Collective Redress Project Progress in Collective Redress Mechanisms in Environmental and Consumer Mass Harm Situations

About the project

Project supported byThe project "Progress in collective redress mechanisms in environmental and consumer mass harm situations" is supported by the Visegrad Fund. It is taking place from 1 of February 2018 to 31 of July 2019 and its main research topic deals with introducing and functioning of collective mechanisms of legal redress in mass harm situations or situations of violations of laws in the field of environmental protection and consumer protection. Our project will  pay special attention to the role of non-governmental organizations in both the environmental and consumer field. Therefore, representatives of such organizations of all four Visegrad countries are involved.  Besides them, also legal experts on environmental law and consumer law are engaged. 

 

 

Main project objective

Ecological accidents and unfair business practices affect a large number of individuals and cause material damages. The participation of environmental and consumer protection organizations in law suits relating to mass harm situations is a key element in affordable enforcement of protected rights granted. Despite the European legal requirements these mechanisms are insufficient in all V4 countries: due to high litigation risk and costs, and missing procedural provisions, the participation of NGOs is limited; the right of access to justice is barely enforced.

The main objective this project is to fill the legislative gap and prepare the civil procedure in the V4 countries for solving ecological and consumer mass harm situations, in order to improve the access to justice. As a key element in the efficient enforcement of protected rights, the participation of environmental and consumer protection organizations should be intensified. The project plans to collect and compare the common experiences of the environmental and consumer organizations in the V4 countries, analysing the main gaps of the current situation by law experts and to start improving the legal field in both areas. Joining together within the V4 region gives the chance to accelerate the full and efficient implementation. The project will use the advantage of the reciprocal enrichment collecting the experience and using synergies.

 

Solution

The project will cover a civil society part and a legal part. The first part will concentrate on the activities of NGOs in both fields. The NGOs will report on the main problem fields and describe their potential future opportunities to engage in the collective redress mechanisms. In the legal part, experts will evaluate existing collective redresses and their lacks at the national level, in the context of the EU case-law, and summarize ideas to explore additional procedural legislative measures. The recommendations will be proposed to national legislative bodies.

 

 

 

Would you like to know more about the context of the problem? Continue reading:

 

Our project is quite narrowly focused on the “ex-post” mechanisms of collective redress in consumer protection issues, and collective claims in the environmental protection area. The role of the NGOs that take part in applying legal tools in environmental and consumer protection will be payed particular attention. In both environmental and consumer protection areas, violations of laws established at the EU and national level affect a large number of individuals and may cause material damages or harm persons’ health and wellbeing.  This contrasts with the fact that the access of the affected individuals and their collectives to justice is only limited. Examples of numerous unsuccessful claims for damages or injunction from the Czech Republic (the Ostrava air pollution case and the Prague highway traffic noise case) or of the impossibility to collect dozens of individual claims in Hungary (the Ajka alumina sludge spill case) illustrate well the environmental problem field, while the affair of thousands of persons impaired within the foreign currency mortgage contracts in Hungary or Poland may demonstrate the weaknesses of the collective redresses in the consumer protection area.

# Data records

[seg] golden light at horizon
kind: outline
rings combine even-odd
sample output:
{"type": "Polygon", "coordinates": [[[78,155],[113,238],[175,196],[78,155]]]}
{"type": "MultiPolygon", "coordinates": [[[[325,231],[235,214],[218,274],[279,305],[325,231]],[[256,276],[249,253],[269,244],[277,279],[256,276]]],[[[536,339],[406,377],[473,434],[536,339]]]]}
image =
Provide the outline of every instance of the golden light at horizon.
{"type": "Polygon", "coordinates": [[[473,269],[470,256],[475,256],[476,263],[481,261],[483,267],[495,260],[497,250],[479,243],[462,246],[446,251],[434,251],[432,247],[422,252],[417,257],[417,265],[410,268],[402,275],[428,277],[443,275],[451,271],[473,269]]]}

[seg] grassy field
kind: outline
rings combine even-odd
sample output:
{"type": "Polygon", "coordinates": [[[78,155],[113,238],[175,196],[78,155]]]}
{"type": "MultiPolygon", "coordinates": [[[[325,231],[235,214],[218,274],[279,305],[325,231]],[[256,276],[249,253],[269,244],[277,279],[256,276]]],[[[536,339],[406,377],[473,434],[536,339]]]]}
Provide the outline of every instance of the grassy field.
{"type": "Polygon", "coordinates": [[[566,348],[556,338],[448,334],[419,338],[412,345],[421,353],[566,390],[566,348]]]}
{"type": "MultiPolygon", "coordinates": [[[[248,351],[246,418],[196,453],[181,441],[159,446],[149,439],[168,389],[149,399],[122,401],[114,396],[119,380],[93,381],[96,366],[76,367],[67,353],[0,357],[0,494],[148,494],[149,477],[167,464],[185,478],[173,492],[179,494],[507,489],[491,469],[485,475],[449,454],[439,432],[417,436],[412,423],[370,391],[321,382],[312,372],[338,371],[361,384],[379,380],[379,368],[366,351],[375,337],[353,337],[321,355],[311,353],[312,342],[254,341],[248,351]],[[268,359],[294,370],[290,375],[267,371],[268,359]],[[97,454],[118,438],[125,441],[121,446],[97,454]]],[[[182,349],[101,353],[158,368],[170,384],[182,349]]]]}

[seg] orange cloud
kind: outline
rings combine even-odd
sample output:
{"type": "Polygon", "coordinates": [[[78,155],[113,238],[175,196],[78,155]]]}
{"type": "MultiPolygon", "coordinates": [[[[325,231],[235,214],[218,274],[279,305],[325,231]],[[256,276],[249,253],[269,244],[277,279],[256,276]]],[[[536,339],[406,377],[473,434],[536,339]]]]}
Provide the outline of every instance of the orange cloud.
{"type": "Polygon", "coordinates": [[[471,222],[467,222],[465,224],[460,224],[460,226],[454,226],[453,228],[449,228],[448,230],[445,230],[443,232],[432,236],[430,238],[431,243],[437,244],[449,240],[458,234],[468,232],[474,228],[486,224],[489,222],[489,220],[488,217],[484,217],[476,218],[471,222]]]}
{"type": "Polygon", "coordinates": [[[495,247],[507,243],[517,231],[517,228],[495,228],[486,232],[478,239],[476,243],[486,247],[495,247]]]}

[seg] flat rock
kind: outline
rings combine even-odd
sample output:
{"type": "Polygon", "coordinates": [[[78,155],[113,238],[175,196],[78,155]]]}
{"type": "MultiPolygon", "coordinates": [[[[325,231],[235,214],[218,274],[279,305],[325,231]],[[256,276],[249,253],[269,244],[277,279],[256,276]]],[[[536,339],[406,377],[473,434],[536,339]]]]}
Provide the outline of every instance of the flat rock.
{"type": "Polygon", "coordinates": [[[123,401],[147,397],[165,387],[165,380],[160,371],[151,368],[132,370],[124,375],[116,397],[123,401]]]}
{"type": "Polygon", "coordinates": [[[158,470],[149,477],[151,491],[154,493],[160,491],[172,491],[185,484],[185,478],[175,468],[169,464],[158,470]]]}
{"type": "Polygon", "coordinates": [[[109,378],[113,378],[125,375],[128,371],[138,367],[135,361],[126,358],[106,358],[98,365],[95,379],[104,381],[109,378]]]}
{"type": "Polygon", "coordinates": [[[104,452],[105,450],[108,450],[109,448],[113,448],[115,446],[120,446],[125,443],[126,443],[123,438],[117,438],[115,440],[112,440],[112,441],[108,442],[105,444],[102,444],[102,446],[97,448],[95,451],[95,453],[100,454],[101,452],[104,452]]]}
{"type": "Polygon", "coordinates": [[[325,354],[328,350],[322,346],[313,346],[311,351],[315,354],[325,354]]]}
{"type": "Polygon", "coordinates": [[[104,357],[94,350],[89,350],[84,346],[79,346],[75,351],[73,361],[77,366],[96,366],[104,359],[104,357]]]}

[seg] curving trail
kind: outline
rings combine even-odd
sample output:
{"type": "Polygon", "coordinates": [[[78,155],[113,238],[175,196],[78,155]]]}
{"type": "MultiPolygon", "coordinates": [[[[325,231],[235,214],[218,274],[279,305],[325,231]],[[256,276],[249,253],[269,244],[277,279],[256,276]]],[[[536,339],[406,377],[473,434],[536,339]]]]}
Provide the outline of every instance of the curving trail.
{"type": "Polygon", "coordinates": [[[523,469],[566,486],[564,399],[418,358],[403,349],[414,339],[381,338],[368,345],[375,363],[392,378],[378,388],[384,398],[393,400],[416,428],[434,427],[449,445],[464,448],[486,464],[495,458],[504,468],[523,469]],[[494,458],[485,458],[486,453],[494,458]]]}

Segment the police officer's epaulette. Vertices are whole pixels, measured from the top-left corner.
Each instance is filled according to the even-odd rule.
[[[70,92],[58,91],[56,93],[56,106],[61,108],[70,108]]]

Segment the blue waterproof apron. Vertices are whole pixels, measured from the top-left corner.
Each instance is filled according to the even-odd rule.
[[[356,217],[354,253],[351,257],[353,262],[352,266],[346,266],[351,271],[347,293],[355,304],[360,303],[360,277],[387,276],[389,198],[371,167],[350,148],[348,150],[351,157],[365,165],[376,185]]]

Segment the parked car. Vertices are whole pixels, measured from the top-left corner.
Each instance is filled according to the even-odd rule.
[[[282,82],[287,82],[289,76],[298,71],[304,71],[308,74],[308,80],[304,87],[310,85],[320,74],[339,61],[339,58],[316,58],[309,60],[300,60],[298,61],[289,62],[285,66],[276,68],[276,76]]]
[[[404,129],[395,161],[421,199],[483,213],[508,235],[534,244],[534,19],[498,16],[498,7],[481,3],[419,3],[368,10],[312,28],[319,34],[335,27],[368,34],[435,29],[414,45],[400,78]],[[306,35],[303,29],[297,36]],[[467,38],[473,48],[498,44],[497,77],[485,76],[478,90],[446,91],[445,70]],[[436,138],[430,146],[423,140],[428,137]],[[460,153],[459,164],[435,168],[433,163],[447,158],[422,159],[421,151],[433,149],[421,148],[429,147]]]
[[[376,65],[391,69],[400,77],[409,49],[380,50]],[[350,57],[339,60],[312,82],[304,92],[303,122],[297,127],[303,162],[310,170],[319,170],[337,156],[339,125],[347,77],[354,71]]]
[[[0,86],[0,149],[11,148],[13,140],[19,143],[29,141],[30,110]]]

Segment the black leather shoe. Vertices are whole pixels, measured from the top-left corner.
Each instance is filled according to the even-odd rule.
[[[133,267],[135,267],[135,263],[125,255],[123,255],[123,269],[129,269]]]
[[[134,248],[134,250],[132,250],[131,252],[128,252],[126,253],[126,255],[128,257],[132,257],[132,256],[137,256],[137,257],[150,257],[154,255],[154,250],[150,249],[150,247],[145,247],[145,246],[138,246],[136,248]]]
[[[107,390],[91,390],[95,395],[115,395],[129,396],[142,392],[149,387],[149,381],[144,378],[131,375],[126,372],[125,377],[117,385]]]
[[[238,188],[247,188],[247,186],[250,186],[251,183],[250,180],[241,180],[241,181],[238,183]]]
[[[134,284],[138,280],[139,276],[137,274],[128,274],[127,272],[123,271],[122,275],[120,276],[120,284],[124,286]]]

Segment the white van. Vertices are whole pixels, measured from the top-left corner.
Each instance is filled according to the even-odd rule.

# WORK TO DO
• A. According to the project description, which organization supports the project?
• B. List every example that the project description cites to illustrate weak collective redress or limited access to justice.
These data records come from a separate source.

# RESULTS IN ORDER
• A. The Visegrad Fund

• B.
- The Ostrava air pollution case (Czech Republic)
- The Prague highway traffic noise case (Czech Republic)
- The Ajka alumina sludge spill case (Hungary)
- The affair of thousands of persons impaired within foreign currency mortgage contracts (Hungary or Poland)